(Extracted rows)
## BEGIN

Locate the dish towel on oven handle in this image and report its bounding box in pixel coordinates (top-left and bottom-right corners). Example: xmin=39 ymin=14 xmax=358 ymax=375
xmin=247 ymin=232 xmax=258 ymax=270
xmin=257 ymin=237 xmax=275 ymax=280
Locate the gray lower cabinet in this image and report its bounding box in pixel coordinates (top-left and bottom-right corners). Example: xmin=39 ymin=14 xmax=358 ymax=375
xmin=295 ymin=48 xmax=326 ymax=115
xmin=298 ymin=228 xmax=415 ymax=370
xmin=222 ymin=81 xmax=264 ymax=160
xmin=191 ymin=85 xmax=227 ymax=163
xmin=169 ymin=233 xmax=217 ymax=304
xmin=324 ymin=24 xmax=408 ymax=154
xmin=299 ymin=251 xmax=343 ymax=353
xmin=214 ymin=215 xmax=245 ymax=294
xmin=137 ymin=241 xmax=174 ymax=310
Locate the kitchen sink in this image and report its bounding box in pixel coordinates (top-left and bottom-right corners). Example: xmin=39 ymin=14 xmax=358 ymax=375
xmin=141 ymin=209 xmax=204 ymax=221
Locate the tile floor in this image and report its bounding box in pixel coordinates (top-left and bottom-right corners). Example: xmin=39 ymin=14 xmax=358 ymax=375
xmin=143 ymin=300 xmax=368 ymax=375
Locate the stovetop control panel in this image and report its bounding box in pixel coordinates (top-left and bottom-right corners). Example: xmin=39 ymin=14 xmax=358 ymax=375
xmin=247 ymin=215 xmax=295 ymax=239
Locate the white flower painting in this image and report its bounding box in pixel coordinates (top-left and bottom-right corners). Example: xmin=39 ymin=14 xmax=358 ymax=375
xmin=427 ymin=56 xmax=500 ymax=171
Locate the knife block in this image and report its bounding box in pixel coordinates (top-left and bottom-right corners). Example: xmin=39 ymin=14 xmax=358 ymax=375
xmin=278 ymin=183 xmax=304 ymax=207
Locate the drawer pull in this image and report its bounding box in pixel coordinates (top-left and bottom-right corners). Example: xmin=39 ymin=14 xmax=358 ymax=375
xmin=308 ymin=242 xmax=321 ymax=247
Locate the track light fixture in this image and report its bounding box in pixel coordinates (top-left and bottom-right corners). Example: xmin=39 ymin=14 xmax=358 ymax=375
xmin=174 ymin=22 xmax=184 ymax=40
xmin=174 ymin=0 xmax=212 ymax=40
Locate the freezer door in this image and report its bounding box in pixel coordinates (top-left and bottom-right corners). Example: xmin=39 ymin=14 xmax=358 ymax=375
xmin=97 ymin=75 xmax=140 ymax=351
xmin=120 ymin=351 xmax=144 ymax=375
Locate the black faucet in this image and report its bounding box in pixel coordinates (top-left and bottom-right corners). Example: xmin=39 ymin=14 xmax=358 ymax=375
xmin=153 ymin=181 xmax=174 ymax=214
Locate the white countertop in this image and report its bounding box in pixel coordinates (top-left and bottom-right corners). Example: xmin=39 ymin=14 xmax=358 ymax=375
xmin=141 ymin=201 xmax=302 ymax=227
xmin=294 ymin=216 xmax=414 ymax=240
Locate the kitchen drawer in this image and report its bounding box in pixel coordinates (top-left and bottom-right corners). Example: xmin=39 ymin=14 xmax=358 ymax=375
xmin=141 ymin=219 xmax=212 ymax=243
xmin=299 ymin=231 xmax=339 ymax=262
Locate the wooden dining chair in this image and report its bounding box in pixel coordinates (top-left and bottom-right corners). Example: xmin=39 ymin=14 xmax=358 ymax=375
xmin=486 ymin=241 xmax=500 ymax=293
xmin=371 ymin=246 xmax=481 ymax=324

## END

#### [Exercise brief]
Print every row above verbatim, in the same order.

#### [Response to the exercise]
Locate the dish towel on oven handle in this image and report its bounding box in pixel coordinates (top-left and bottom-right corners). Example: xmin=39 ymin=14 xmax=358 ymax=375
xmin=247 ymin=232 xmax=258 ymax=270
xmin=257 ymin=237 xmax=275 ymax=280
Locate the gray lower cabinet in this image and report its bounding box in pixel coordinates (top-left and bottom-right corners). Example: xmin=39 ymin=14 xmax=358 ymax=375
xmin=295 ymin=48 xmax=326 ymax=115
xmin=298 ymin=228 xmax=415 ymax=370
xmin=222 ymin=81 xmax=264 ymax=160
xmin=191 ymin=85 xmax=227 ymax=163
xmin=169 ymin=233 xmax=217 ymax=304
xmin=324 ymin=24 xmax=408 ymax=154
xmin=299 ymin=251 xmax=343 ymax=353
xmin=214 ymin=215 xmax=245 ymax=294
xmin=137 ymin=241 xmax=174 ymax=310
Locate the kitchen sink in this image and report its bounding box in pixel coordinates (top-left and bottom-right corners). Example: xmin=39 ymin=14 xmax=358 ymax=375
xmin=141 ymin=209 xmax=204 ymax=221
Locate the tile floor in this image and report its bounding box in pixel coordinates (top-left and bottom-right corners). Example: xmin=39 ymin=14 xmax=358 ymax=375
xmin=143 ymin=300 xmax=368 ymax=375
Locate the stovetop control panel in this image and report its bounding box in pixel coordinates (top-left and bottom-right corners). Example: xmin=39 ymin=14 xmax=358 ymax=375
xmin=247 ymin=215 xmax=295 ymax=239
Locate the white flower painting in this image and report its bounding box in pixel coordinates (top-left and bottom-right corners). Example: xmin=39 ymin=14 xmax=358 ymax=375
xmin=427 ymin=56 xmax=500 ymax=171
Locate the knife block in this image and report its bounding box in pixel coordinates (top-left and bottom-right corners). Example: xmin=39 ymin=14 xmax=358 ymax=375
xmin=278 ymin=183 xmax=304 ymax=207
Locate the drawer pull in this image and report its bounding box in pixel coordinates (top-left and bottom-right corners). Example: xmin=39 ymin=14 xmax=358 ymax=375
xmin=308 ymin=242 xmax=321 ymax=247
Locate the track light fixture in this image and report its bounding box in pixel coordinates (top-left and bottom-right corners). Example: xmin=39 ymin=14 xmax=358 ymax=375
xmin=174 ymin=22 xmax=184 ymax=40
xmin=174 ymin=0 xmax=212 ymax=40
Locate the freezer door in this image and report its bounding box in pixel coordinates (top-left and bottom-right corners). Example: xmin=39 ymin=14 xmax=358 ymax=375
xmin=97 ymin=75 xmax=140 ymax=351
xmin=120 ymin=351 xmax=144 ymax=375
Locate the black faucet in this image and report its bounding box in pixel coordinates (top-left and bottom-right corners). Example: xmin=39 ymin=14 xmax=358 ymax=375
xmin=153 ymin=181 xmax=174 ymax=214
Locate the white countertop in this image and report its bounding box in pixel coordinates (top-left and bottom-right corners). Example: xmin=39 ymin=14 xmax=358 ymax=375
xmin=141 ymin=201 xmax=302 ymax=227
xmin=294 ymin=216 xmax=414 ymax=240
Locate the kitchen drawer in this image and report its bounding box in pixel coordinates (top-left and bottom-right corners). Example: xmin=39 ymin=14 xmax=358 ymax=375
xmin=141 ymin=219 xmax=212 ymax=243
xmin=299 ymin=231 xmax=339 ymax=262
Locate the wooden dining chair in this image and report its bounding box in pixel coordinates (top-left and bottom-right corners). Example: xmin=39 ymin=14 xmax=358 ymax=375
xmin=486 ymin=241 xmax=500 ymax=293
xmin=371 ymin=246 xmax=481 ymax=324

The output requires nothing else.